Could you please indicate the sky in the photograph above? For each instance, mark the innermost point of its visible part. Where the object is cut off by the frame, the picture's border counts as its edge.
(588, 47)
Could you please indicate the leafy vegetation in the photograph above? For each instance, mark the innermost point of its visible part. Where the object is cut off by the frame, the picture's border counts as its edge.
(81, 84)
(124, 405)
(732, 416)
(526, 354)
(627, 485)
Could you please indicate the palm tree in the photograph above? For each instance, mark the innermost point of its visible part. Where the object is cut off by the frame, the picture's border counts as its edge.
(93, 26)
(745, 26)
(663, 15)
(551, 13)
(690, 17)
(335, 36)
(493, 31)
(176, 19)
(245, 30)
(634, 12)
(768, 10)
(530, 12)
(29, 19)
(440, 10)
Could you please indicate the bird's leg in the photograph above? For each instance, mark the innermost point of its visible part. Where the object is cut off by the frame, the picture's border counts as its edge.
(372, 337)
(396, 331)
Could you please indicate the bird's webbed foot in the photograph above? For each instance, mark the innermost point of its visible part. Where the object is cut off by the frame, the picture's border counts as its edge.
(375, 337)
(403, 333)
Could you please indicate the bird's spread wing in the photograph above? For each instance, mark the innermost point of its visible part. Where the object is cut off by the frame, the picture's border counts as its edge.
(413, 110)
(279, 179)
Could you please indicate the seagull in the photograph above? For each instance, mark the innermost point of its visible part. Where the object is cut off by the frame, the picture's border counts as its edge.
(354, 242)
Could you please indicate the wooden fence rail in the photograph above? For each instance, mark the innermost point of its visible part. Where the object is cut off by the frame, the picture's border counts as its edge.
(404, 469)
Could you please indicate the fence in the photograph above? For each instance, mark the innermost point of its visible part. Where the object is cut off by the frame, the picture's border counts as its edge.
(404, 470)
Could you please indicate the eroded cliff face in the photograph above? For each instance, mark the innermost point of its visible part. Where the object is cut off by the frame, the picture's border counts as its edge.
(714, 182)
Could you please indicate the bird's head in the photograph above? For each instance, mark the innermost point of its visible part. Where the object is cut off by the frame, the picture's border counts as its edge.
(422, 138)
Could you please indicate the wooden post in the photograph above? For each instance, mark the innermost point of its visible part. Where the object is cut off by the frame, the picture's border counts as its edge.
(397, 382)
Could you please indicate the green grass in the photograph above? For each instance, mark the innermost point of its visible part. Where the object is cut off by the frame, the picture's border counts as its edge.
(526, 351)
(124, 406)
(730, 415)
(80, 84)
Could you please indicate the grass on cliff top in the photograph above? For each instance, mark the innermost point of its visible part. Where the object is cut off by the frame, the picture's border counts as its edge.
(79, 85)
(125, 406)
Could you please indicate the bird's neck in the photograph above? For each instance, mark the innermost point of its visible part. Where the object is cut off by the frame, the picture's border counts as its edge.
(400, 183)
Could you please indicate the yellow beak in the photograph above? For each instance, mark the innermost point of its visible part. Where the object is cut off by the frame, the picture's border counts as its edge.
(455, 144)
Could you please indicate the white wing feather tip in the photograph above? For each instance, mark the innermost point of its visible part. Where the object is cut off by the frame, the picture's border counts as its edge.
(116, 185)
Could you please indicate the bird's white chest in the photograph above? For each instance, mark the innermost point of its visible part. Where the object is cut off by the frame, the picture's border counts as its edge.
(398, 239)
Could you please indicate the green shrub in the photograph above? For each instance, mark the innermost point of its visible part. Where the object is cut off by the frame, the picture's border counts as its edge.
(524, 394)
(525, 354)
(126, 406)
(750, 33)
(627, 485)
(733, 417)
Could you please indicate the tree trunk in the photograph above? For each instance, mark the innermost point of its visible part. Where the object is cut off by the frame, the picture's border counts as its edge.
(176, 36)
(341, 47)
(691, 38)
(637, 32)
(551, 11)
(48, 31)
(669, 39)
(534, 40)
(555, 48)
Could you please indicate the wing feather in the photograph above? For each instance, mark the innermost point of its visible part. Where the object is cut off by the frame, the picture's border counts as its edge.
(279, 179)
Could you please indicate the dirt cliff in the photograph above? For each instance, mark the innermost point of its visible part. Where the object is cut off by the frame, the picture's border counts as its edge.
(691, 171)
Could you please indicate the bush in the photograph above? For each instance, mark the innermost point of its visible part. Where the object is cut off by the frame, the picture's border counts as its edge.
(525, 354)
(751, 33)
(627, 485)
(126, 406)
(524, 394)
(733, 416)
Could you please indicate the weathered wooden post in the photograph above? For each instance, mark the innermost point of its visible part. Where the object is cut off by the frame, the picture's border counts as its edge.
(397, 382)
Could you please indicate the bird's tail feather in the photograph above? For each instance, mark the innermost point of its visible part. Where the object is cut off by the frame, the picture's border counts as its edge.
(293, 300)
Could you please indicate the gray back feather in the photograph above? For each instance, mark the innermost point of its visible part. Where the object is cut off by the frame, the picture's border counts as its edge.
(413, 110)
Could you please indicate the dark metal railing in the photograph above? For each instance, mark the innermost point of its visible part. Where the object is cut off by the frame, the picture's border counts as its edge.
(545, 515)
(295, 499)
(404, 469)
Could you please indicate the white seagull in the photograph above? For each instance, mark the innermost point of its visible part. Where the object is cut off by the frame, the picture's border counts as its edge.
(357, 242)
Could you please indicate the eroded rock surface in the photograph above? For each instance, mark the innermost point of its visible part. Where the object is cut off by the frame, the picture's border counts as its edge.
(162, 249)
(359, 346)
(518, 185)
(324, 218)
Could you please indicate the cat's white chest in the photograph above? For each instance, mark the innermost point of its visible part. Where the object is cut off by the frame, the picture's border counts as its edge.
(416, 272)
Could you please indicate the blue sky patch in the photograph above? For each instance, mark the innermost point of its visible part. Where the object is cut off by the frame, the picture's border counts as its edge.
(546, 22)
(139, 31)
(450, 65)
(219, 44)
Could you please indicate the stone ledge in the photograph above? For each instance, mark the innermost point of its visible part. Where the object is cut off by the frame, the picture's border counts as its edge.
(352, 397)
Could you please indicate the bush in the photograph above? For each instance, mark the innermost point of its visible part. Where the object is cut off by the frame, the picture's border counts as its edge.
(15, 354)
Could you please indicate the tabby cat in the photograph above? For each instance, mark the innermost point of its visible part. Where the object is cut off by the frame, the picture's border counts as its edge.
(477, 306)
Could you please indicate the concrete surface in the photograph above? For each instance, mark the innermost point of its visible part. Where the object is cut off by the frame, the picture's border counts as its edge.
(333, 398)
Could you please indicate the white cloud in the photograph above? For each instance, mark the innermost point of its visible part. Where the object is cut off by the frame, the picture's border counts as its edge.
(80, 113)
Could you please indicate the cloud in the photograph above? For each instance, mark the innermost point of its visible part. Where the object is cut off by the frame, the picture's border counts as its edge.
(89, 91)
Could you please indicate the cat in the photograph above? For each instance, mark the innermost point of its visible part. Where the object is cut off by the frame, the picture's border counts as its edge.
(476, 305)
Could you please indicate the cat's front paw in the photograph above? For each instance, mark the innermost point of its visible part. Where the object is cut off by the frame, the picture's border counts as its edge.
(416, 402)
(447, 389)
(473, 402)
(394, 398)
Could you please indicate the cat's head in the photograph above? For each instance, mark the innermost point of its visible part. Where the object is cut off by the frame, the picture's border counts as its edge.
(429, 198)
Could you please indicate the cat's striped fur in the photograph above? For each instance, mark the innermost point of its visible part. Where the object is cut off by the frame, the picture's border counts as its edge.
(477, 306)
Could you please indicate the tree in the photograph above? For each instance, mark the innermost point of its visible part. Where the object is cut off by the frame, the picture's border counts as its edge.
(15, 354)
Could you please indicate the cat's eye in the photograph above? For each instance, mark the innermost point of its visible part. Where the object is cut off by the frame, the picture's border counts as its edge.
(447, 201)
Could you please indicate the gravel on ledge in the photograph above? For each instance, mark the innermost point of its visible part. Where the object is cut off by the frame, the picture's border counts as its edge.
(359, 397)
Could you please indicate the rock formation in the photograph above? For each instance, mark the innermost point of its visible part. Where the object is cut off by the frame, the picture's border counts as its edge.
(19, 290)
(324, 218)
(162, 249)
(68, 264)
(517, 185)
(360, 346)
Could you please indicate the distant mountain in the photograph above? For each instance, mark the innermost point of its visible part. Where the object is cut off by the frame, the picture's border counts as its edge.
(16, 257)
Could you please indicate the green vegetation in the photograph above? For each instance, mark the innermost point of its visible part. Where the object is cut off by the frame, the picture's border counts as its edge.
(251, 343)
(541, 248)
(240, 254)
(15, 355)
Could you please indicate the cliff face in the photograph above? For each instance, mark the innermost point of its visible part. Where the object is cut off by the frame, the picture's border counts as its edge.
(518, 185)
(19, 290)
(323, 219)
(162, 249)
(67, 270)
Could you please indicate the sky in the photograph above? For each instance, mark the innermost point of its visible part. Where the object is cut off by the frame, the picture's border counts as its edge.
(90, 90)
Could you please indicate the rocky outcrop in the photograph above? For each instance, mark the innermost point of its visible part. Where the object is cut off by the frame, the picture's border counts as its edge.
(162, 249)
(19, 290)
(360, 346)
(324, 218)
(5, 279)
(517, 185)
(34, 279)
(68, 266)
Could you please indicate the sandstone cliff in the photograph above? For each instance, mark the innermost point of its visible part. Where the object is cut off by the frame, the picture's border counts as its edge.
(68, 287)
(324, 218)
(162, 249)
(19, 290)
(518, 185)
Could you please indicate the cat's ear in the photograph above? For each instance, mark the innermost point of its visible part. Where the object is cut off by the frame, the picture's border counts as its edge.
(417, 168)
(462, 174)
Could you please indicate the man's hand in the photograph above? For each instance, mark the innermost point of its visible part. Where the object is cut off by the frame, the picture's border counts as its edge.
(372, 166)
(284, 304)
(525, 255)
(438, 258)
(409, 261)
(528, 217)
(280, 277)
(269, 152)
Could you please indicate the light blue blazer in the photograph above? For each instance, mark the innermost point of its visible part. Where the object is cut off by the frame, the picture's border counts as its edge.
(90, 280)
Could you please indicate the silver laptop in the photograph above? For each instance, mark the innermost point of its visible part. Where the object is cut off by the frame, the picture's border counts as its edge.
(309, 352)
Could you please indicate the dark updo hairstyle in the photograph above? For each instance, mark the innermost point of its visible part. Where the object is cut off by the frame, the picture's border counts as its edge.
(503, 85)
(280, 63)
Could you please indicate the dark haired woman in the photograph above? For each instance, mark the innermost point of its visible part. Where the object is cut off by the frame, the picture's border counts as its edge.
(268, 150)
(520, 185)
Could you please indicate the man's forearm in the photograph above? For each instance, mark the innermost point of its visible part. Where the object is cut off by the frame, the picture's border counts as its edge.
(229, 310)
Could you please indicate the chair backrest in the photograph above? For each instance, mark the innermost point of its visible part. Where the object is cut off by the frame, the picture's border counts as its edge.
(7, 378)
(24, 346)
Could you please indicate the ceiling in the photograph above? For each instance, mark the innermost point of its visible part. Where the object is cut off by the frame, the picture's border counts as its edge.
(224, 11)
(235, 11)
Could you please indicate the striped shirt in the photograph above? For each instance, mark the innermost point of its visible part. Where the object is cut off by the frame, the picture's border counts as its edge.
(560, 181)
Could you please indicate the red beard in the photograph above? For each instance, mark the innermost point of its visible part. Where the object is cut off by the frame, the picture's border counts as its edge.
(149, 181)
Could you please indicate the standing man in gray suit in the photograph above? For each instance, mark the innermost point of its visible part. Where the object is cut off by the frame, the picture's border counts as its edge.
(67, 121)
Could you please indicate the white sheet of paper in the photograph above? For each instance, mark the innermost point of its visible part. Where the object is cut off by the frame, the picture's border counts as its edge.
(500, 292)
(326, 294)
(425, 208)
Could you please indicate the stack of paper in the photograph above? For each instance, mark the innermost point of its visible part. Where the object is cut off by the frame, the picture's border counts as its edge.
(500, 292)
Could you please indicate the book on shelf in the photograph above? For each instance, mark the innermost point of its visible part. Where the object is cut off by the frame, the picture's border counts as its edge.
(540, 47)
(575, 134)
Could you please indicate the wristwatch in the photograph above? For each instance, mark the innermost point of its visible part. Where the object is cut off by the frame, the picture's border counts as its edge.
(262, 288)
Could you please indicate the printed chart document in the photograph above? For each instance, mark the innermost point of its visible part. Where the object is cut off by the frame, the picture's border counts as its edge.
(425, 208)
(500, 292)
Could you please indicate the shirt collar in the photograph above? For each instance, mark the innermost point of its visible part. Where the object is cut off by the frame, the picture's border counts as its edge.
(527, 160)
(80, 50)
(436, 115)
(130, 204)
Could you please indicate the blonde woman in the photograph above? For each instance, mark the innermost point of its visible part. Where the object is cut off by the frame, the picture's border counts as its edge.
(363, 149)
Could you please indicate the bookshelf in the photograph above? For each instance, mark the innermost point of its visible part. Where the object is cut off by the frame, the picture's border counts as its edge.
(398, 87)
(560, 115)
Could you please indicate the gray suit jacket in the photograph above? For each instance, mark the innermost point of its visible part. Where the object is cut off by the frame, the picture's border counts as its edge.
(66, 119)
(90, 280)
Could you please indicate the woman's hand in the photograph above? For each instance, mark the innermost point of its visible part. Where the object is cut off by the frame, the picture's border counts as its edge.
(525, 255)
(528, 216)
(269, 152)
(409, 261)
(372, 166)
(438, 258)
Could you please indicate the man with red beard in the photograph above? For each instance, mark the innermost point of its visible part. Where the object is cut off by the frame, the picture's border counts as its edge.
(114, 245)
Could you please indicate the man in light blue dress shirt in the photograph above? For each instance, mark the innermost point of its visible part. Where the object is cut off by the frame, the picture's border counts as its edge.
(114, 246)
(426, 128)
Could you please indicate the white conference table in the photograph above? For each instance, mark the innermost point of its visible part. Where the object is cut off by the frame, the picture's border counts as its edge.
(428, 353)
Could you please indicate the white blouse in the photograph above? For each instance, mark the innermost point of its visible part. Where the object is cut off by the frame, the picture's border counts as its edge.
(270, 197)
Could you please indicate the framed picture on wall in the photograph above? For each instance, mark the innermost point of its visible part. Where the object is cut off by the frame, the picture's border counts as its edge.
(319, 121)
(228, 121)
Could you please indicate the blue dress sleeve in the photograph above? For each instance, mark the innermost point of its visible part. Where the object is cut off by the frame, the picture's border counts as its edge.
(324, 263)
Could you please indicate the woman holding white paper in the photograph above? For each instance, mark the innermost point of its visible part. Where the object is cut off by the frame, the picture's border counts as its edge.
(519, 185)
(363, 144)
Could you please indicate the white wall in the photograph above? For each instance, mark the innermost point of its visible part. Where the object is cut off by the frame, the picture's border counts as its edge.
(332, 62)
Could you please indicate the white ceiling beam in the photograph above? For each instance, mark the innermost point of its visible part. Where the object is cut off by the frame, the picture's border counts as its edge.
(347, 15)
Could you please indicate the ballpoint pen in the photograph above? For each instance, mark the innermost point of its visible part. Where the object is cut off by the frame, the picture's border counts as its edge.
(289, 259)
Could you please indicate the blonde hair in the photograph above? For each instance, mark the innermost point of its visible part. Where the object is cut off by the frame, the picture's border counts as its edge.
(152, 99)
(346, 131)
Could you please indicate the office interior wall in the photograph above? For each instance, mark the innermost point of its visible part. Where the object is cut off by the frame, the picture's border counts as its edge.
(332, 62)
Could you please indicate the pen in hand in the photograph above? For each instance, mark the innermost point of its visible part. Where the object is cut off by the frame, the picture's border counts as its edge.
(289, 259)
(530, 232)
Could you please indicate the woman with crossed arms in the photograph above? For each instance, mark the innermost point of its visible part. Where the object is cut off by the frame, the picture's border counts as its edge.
◆ ◆ ◆
◆ ABOUT THIS EXERCISE: The lines from the one holding "Could you please indicate the blonde hair" through the end of the listing above are to be written out exactly, both ends included, and no others.

◆ SOLUTION BELOW:
Could you please indicate the blonde hair in the photograph above? For each instance, mark the innermost point of its visible part. Where the object is cut off by the frame, the picture's border counts as its edge.
(152, 99)
(346, 131)
Could you please indicate the office interior wall in the photograph above? For each instance, mark the innermost point of its visible part. Where the object is cut off by the frame, the picture's border counts as its edge.
(332, 62)
Could you please indicate the pen in hand in the photograph above? For each instance, mark the innermost point of its visible part. Where the object is cut off by the frame, the picture's border counts as its edge.
(289, 259)
(530, 232)
Could you please indicate the woman with crossed arms in the photograph above? For each instance, mark the innermost point of its visible part. Where the object is cut off by the frame, the picture's border counts as its edge.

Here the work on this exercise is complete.